And I'll also claim that Krassy Almauniski's ruthless path from the Yards to Lake Shore Drive, painfully traced ten years later by the obsessed small-time collection agent Dan April, is one of the great novels of Chicago, though with no notion of being a game-changer like Native Son.


*

Miss Krassy Almauniski, 4120½ South Hempstead, today was announced the winner of the Stockyard Weekly News beauty contest.  ... 

So begins the faded newspaper clipping from ten years before. 

South Hempstead, along with that crazy high number, hints at South Halsted: i.e. Halsted Street, "the backbone of Chicago", which runs north-south behind all the skyline. It passes by the stockyards (the area called Back of the Yards), and that's where Krassy's story begins, c. 1940, in evil-smelling slums. 

[Halsted street, for its great length and diversity, has acquired a fabled quality, maybe from Conrad Friberg's pioneering docufilm Halsted Street (1932), which in turn inspired David E. Simpson's Halsted Street USA (1995), which you can watch here: 

https://www.folkstreams.net/films/halsted-street-usa

I also found this long article by Stanley R. Osborn (from the mid 1950s?):

https://chicagology.com/chicagostreets/halstedstreet/ ]

*

It was a great era of transformations, the noir era, when novels and movies ran alongside. You could take something excellent, turn it completely inside out and end up with something completely differently excellent. It was an insight about social existence and social presentation, I feel.

Maybe all creative eras are full of transformation, but I'm especially reminded of the age of Shakespeare: the same commercial spirit, the furious activity of re-authoring and multi-authoring and revising and filleting and recycling other people's material into other forms.  

*

And while we're on the classics, one of the first things you'll hear about Portrait in Smoke is its notable use of two alternating narratives: Dan April in the first person, Krassy in the third person. The set-up itself is strangely exciting, in a way that goes beyond the things Krassy actually does or April's tenacious ferreting out of facts (and lamentable misinterpretations). 

The way Ballinger runs it I couldn't help wondering if it was reading Bleak House that showed him the potential. 

Don't think that this is like the familiar method of modern genre fiction about, say, WW2 or the 1960s, where someone in the present day finds an old diary in an attic.... That's more about speaking to the interests of the aging demographic who still read fiction. One of its reassurances is that life still has a present and a future but we're quite right to think that everything that really mattered happened back then.

In Portrait in Smoke the alternating narratives aren't really that far apart in time, though far enough to make Dan's stalking difficult. Here the message is of relentless change; ride the wave if you can, but you'll never completely understand it and if you're Dan April you'll always be small-time.

The passage I began with is a great example of the double narrative line at work. Mr Collins will never know what April's after, of course. But also, April will never know why Mr Collins agreed to see him, or what was really between Collins and Miss Allison and why Collins genuinely doesn't know what happened to her and why he wouldn't mind knowing. Only the reader, blessed with the other narrative line, will be able to put it all together: some of it, anyway. Ballinger, naturally, doesn't spell things out.

(EXTRACTED MATERIAL):

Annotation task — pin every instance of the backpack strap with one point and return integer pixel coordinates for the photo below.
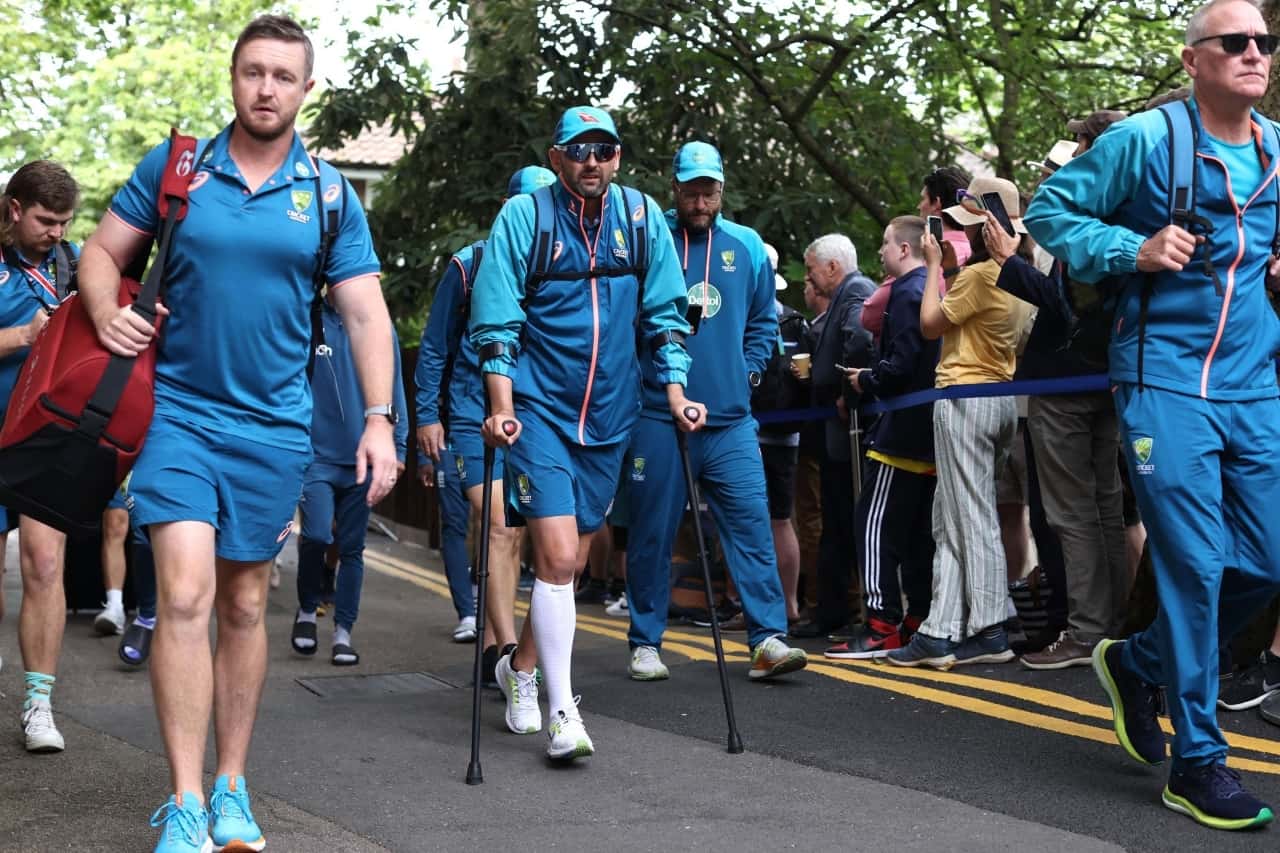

--

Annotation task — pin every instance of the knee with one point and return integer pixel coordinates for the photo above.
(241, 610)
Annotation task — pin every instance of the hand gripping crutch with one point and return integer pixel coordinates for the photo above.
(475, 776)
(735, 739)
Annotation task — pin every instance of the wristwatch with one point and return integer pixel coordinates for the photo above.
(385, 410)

==

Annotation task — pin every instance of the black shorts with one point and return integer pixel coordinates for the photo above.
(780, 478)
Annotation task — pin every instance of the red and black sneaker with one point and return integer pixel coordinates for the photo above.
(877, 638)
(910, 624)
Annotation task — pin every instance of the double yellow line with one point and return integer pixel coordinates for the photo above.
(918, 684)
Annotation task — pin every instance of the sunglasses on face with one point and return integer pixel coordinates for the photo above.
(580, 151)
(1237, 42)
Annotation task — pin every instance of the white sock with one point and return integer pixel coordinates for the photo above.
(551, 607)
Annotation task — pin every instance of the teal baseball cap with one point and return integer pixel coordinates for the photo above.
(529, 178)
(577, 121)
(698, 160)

(EXERCISES):
1. In the review, who narrates the first-person strand of Portrait in Smoke, and whose strand is told in the third person?
2. Retype the review from "And while we're" to "(and lamentable misinterpretations).".
The rows have no connection to the review.

(ANSWERS GIVEN):
1. Dan April narrates in the first person, and Krassy's strand is told in the third person.

2.
And while we're on the classics, one of the first things you'll hear about Portrait in Smoke is its notable use of two alternating narratives: Dan April in the first person, Krassy in the third person. The set-up itself is strangely exciting, in a way that goes beyond the things Krassy actually does or April's tenacious ferreting out of facts (and lamentable misinterpretations).